— BEGIN DOCUMENT EXTRACT —
Maugin’s opinion [32] was that the deformed metric is the right metric to use “on the material manifold,” and Toupin [33] appears to be saying the same thing, but both authors are concerned with constructing theories consistent with relativistic physics. Rayner’s [34] use of a reference metric is atypical in this area. Oldroyd [35] uses the convected metric to construct invariants for general relativistic rheological equations of state, and Maugin [36] indicates use of the inverse deformation gradient to construct an energy in general relativistic magnetoelasticity.⁴ This is also implicit in the work of Hernandez [39], although he does not discuss invariants, and Beig and Schmidt [40], and explicit in papers by Kijowski and Magli [41, 42], who confusingly refer to the inverse deformation gradient as the relativistic deformation gradient. Carter and Quintana [18] use the present metric, which they consider to be a projection tensor of sorts, in their general treatment of general relasticity, but then use the reference metric in an isotropic Hookean approximation, and clearly recognize that one is free to choose when constructing expansions. Karlovini and Samuelsson [24] follow Carter and Quintana and use the present metric, while noting freedom of choice and low-order equivalence in an appendix.
— END DOCUMENT EXTRACT —
— BEGIN INFORMATION SHOWN —
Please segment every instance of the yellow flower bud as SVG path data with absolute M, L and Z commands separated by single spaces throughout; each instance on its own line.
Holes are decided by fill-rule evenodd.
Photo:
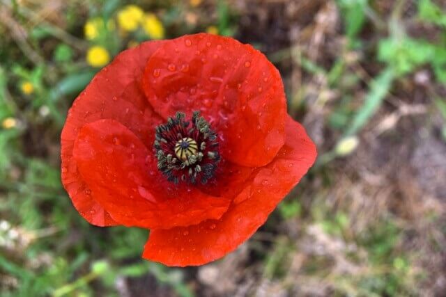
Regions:
M 34 86 L 30 81 L 24 81 L 20 85 L 22 92 L 25 95 L 30 95 L 34 92 Z
M 110 61 L 110 55 L 104 47 L 95 45 L 89 49 L 86 61 L 93 67 L 102 67 Z

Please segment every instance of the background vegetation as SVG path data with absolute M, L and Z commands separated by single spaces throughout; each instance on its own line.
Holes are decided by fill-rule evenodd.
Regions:
M 170 268 L 81 218 L 59 136 L 120 51 L 200 31 L 267 54 L 319 157 L 236 252 Z M 0 0 L 0 36 L 1 296 L 445 296 L 445 1 Z

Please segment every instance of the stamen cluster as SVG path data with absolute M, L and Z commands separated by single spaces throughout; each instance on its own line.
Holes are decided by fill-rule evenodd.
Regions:
M 217 134 L 199 115 L 194 111 L 191 120 L 185 121 L 185 113 L 177 112 L 155 129 L 158 169 L 175 184 L 180 180 L 206 184 L 220 161 Z

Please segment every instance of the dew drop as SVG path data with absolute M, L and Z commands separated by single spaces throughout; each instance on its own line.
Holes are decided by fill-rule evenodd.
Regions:
M 186 73 L 188 71 L 189 71 L 189 64 L 183 64 L 183 65 L 181 65 L 181 72 Z
M 209 80 L 210 81 L 212 81 L 213 83 L 222 83 L 223 82 L 223 79 L 221 77 L 209 77 Z

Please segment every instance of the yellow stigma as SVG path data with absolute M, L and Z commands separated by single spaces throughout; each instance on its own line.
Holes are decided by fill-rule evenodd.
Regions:
M 175 154 L 182 161 L 187 161 L 189 156 L 198 153 L 197 141 L 189 137 L 180 139 L 175 145 Z

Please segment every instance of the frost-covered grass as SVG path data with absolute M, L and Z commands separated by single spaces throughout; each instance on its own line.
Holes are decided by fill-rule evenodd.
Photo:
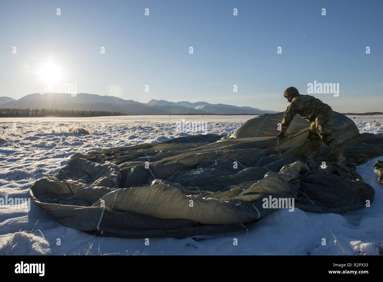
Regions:
M 253 117 L 0 119 L 0 136 L 7 140 L 0 143 L 0 197 L 29 197 L 29 189 L 36 179 L 57 172 L 60 166 L 77 152 L 85 154 L 110 147 L 162 142 L 197 134 L 177 131 L 177 122 L 183 119 L 207 121 L 210 132 L 230 134 Z M 383 116 L 350 117 L 361 132 L 383 133 Z M 369 131 L 366 128 L 368 123 Z M 91 134 L 82 135 L 75 130 L 80 128 Z M 147 246 L 144 239 L 98 237 L 65 227 L 32 203 L 29 212 L 21 209 L 0 209 L 0 255 L 6 248 L 6 254 L 343 254 L 334 243 L 330 229 L 347 254 L 377 254 L 376 243 L 383 242 L 383 188 L 376 184 L 377 176 L 373 169 L 378 159 L 383 160 L 383 157 L 358 167 L 363 180 L 375 189 L 371 207 L 343 215 L 321 215 L 299 208 L 293 212 L 277 210 L 262 218 L 248 233 L 198 241 L 190 238 L 150 238 Z M 326 240 L 325 246 L 322 245 L 322 238 Z M 234 238 L 238 240 L 237 246 L 233 244 Z M 59 245 L 57 244 L 58 239 Z

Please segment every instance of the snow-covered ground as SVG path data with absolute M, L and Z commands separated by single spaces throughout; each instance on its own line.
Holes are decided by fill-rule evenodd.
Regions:
M 206 121 L 210 132 L 230 134 L 254 116 L 1 118 L 0 138 L 10 141 L 0 142 L 0 198 L 29 198 L 29 189 L 36 179 L 57 172 L 77 152 L 184 136 L 176 130 L 177 122 L 183 119 Z M 361 132 L 383 133 L 383 116 L 349 117 Z M 91 134 L 85 134 L 86 131 Z M 375 190 L 371 206 L 342 215 L 278 210 L 248 232 L 197 241 L 151 239 L 147 245 L 144 239 L 99 238 L 65 227 L 32 203 L 29 212 L 0 209 L 0 255 L 343 254 L 330 230 L 347 254 L 378 254 L 375 245 L 383 247 L 383 187 L 376 184 L 373 167 L 378 159 L 383 160 L 383 156 L 358 167 L 363 180 Z M 233 244 L 236 238 L 237 245 Z

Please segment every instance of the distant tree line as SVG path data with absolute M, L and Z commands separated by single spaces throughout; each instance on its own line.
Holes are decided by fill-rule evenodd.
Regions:
M 119 111 L 65 110 L 57 109 L 0 109 L 0 117 L 28 118 L 52 116 L 59 117 L 87 117 L 125 116 L 126 114 Z
M 383 115 L 383 113 L 380 111 L 374 111 L 372 113 L 345 113 L 343 114 L 346 115 L 355 115 L 355 116 L 374 116 L 378 115 Z

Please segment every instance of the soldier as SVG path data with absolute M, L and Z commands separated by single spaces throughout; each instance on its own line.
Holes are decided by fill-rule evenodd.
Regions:
M 341 157 L 337 141 L 332 134 L 333 113 L 331 107 L 313 96 L 301 95 L 295 87 L 287 88 L 283 92 L 283 97 L 290 105 L 285 112 L 282 128 L 277 138 L 285 137 L 285 133 L 298 114 L 311 122 L 308 136 L 311 150 L 313 151 L 319 149 L 321 139 L 336 156 Z

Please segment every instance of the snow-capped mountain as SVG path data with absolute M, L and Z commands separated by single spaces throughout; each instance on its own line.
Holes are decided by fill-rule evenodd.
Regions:
M 224 104 L 210 104 L 206 102 L 196 102 L 190 103 L 187 101 L 180 102 L 169 102 L 165 100 L 155 100 L 152 99 L 147 102 L 148 105 L 152 106 L 182 106 L 187 108 L 194 109 L 198 111 L 206 114 L 236 115 L 245 114 L 259 115 L 262 113 L 277 113 L 275 111 L 262 110 L 249 107 L 238 107 Z
M 2 103 L 2 101 L 4 102 Z M 3 97 L 0 98 L 0 107 L 11 108 L 106 111 L 119 111 L 128 115 L 258 115 L 277 112 L 251 107 L 213 104 L 206 102 L 174 102 L 152 100 L 147 103 L 142 103 L 114 96 L 87 93 L 79 93 L 73 96 L 67 93 L 34 93 L 17 100 Z
M 11 98 L 10 97 L 0 97 L 0 105 L 2 105 L 3 104 L 5 104 L 9 102 L 11 102 L 12 101 L 16 101 L 16 100 L 13 98 Z

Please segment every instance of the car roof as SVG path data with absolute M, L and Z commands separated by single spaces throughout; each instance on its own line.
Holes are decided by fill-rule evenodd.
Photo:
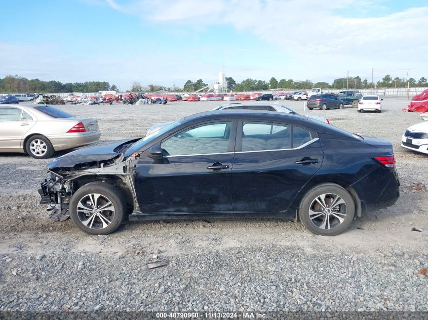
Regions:
M 348 136 L 352 134 L 344 131 L 342 132 L 342 130 L 338 128 L 336 128 L 318 120 L 306 118 L 302 115 L 275 111 L 232 109 L 228 111 L 227 112 L 220 112 L 218 110 L 214 110 L 196 113 L 185 117 L 183 119 L 186 122 L 198 122 L 205 120 L 209 121 L 217 119 L 224 120 L 225 119 L 234 119 L 237 118 L 244 120 L 248 119 L 249 120 L 254 121 L 256 120 L 256 121 L 260 120 L 261 121 L 266 120 L 269 121 L 292 121 L 294 125 L 308 128 L 309 129 L 319 133 L 336 135 L 337 135 L 338 133 L 339 135 L 345 136 L 344 132 L 346 132 Z

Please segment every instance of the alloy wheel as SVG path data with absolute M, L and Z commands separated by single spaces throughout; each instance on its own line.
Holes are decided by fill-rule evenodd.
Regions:
M 48 151 L 48 146 L 40 139 L 34 139 L 30 144 L 30 151 L 37 157 L 42 157 Z
M 76 211 L 84 225 L 91 229 L 103 229 L 113 221 L 115 210 L 107 197 L 91 193 L 79 200 Z
M 346 204 L 337 195 L 320 195 L 310 204 L 309 216 L 312 223 L 320 229 L 333 229 L 345 220 Z

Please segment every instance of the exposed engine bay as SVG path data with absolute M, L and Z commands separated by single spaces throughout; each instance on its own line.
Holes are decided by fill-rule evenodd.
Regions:
M 71 161 L 69 157 L 63 160 L 59 157 L 49 162 L 47 166 L 50 177 L 41 184 L 38 193 L 42 197 L 40 204 L 47 204 L 47 210 L 51 211 L 50 217 L 57 221 L 64 221 L 69 217 L 68 205 L 74 193 L 94 181 L 105 182 L 120 188 L 127 198 L 128 213 L 138 210 L 134 178 L 139 153 L 134 153 L 126 157 L 122 153 L 132 144 L 129 140 L 127 142 L 115 148 L 114 154 L 105 155 L 104 158 L 108 159 L 104 160 L 90 161 L 92 160 L 90 157 L 80 154 Z M 85 158 L 89 161 L 77 163 Z

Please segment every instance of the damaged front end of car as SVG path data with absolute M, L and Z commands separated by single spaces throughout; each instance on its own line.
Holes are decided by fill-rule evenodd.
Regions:
M 47 167 L 50 176 L 41 184 L 38 193 L 42 198 L 40 204 L 48 205 L 50 217 L 56 221 L 67 219 L 70 216 L 69 203 L 74 193 L 87 184 L 95 181 L 121 189 L 122 194 L 126 197 L 128 213 L 139 210 L 134 178 L 139 154 L 135 153 L 126 157 L 122 153 L 125 147 L 134 142 L 127 141 L 103 153 L 91 154 L 86 152 L 84 148 L 48 163 Z

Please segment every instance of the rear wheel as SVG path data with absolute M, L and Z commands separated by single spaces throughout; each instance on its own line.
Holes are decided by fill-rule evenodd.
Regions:
M 309 190 L 299 205 L 299 217 L 311 232 L 335 236 L 344 231 L 355 213 L 354 199 L 335 184 L 323 184 Z
M 70 201 L 70 217 L 79 229 L 90 235 L 108 235 L 119 228 L 128 211 L 122 193 L 105 182 L 85 185 Z
M 35 159 L 46 159 L 52 156 L 55 151 L 49 139 L 38 134 L 33 135 L 27 140 L 25 150 Z

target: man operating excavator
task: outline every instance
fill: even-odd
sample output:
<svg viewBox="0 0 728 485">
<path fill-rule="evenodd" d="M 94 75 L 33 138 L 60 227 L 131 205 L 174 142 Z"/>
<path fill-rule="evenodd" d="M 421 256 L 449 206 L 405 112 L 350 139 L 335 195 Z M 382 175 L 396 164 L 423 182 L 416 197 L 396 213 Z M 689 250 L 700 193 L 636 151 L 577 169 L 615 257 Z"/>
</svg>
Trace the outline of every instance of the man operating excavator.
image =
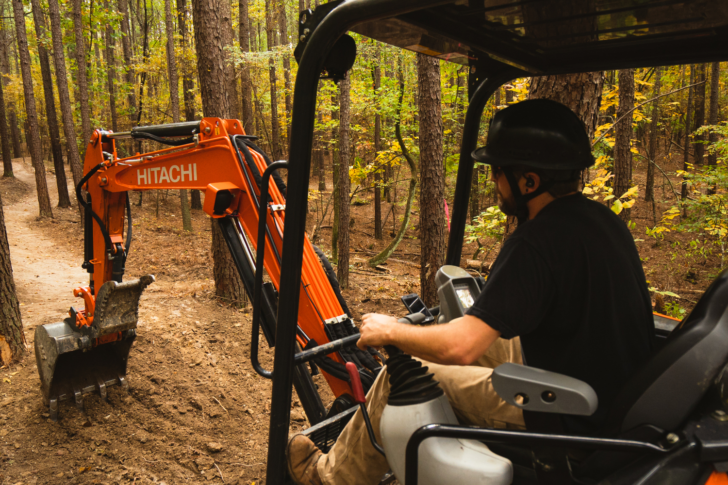
<svg viewBox="0 0 728 485">
<path fill-rule="evenodd" d="M 473 157 L 491 166 L 498 205 L 519 223 L 478 300 L 464 316 L 440 325 L 368 313 L 357 345 L 395 345 L 423 361 L 467 425 L 538 427 L 494 390 L 491 375 L 500 364 L 527 361 L 579 379 L 596 390 L 597 411 L 561 415 L 558 424 L 571 433 L 596 434 L 619 389 L 646 361 L 654 328 L 630 231 L 578 191 L 582 170 L 594 163 L 584 126 L 561 104 L 523 101 L 495 115 L 487 145 Z M 367 395 L 379 440 L 389 391 L 382 372 Z M 328 453 L 299 434 L 288 443 L 288 460 L 291 477 L 305 485 L 369 485 L 389 468 L 370 442 L 360 410 Z"/>
</svg>

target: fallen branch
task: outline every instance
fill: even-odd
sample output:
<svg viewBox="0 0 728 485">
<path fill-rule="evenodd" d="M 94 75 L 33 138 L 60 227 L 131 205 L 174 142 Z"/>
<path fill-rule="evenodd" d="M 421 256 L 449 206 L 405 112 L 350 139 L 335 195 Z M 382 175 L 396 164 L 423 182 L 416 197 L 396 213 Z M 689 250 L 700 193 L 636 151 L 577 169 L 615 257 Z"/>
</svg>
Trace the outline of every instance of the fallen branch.
<svg viewBox="0 0 728 485">
<path fill-rule="evenodd" d="M 631 113 L 632 113 L 633 111 L 635 111 L 636 109 L 637 109 L 637 108 L 639 108 L 640 106 L 642 106 L 642 105 L 646 105 L 646 104 L 647 104 L 648 103 L 649 103 L 650 101 L 654 101 L 654 100 L 655 100 L 656 99 L 657 99 L 658 97 L 663 97 L 663 96 L 667 96 L 668 95 L 671 95 L 671 94 L 673 94 L 673 92 L 677 92 L 678 91 L 682 91 L 683 89 L 688 89 L 689 87 L 692 87 L 693 86 L 697 86 L 698 84 L 703 84 L 703 83 L 705 83 L 705 82 L 707 82 L 707 81 L 701 81 L 700 82 L 697 82 L 697 83 L 695 83 L 695 84 L 690 84 L 690 85 L 689 85 L 689 86 L 686 86 L 685 87 L 679 87 L 679 88 L 678 88 L 678 89 L 675 89 L 675 90 L 673 90 L 673 91 L 670 91 L 670 92 L 666 92 L 666 93 L 665 93 L 664 95 L 657 95 L 657 96 L 655 96 L 654 97 L 653 97 L 653 98 L 652 98 L 652 99 L 651 99 L 651 100 L 646 100 L 646 101 L 645 101 L 644 103 L 640 103 L 640 104 L 637 105 L 636 106 L 635 106 L 634 108 L 633 108 L 632 109 L 630 109 L 630 110 L 629 111 L 628 111 L 628 112 L 627 112 L 627 113 L 625 113 L 625 114 L 623 114 L 623 115 L 622 115 L 621 116 L 620 116 L 620 117 L 619 117 L 619 118 L 618 118 L 618 119 L 617 119 L 617 121 L 614 121 L 614 123 L 612 123 L 612 126 L 611 126 L 611 127 L 609 127 L 609 129 L 607 129 L 607 130 L 606 130 L 606 132 L 604 132 L 604 133 L 602 133 L 602 134 L 601 134 L 601 136 L 600 136 L 600 137 L 599 137 L 598 138 L 597 138 L 597 139 L 596 139 L 596 141 L 595 141 L 595 142 L 594 142 L 593 143 L 592 143 L 592 148 L 594 148 L 594 145 L 596 145 L 597 143 L 598 143 L 599 142 L 601 142 L 601 140 L 602 140 L 602 138 L 604 138 L 604 137 L 605 136 L 606 136 L 606 134 L 607 134 L 607 133 L 609 133 L 609 132 L 611 132 L 611 131 L 612 130 L 612 129 L 614 129 L 614 127 L 617 126 L 617 123 L 619 123 L 620 121 L 622 121 L 622 119 L 623 119 L 623 118 L 624 118 L 625 116 L 626 116 L 627 115 L 628 115 L 628 114 Z"/>
</svg>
— END INFORMATION SHOWN —
§ **WRITTEN INSTRUCTION A**
Copy the entries word for word, from the start of the entries through the line containing "M 34 86 L 30", including both ends, and omit the pictures.
§ **WRITTEN INSTRUCTION B**
Continue the passage on metric choice in relativistic elasticity from its last sentence.

§ **TASK ANSWER A**
Please segment every instance of the yellow flower bud as SVG path data with absolute M, L and Z commands separated by single spaces throughout; each instance on its own line.
Holes are decided by fill-rule evenodd.
Photo:
Regions:
M 34 86 L 30 81 L 24 81 L 20 85 L 22 92 L 25 95 L 30 95 L 34 92 Z

§ **TASK ANSWER B**
In the context of bending of surfaces, Peterson [43] uses the reference metric as the metric and the integration measure, but constructs a phenomenological bending energy by using both inverse present metric and inverse reference metric to construct a difference between two curvatures. He indicates that this choice is purely for illustrative purposes, and indeed if one were to apply the same approach to the metric tensors, the bulk strains would vanish trivially. Similar approaches to bending can be found elsewhere [44, 45]. At first glance, the resulting object does not seem to correspond to an invariant of a single tensor. Similarly, Stumpf and Makowski [46] use the reference metric on the bulk and mid-surface strains in shells, while using the differences in mean and Gaussian curvature with one value scaled by the ratio of integration measures. Rosso and Virga [47], without mention of reference configurations, discuss general energies for lipid membranes that depend on curvature invariants, while Maleki et al. [48] discuss general energies for lipid membranes that may depend on curvature invariants for both present and referential surfaces. In contrast, despite their notation (following [49]) and some of the statements in the discussion around their equation (2.1), Pezzulla et al. [50] construct their shell bending energy using the reference metric and derivatives of present and reference positions and thus are not employing the present curvature tensor except in those cases, common in their work, where the reference and present metrics of their mid-surface coincide.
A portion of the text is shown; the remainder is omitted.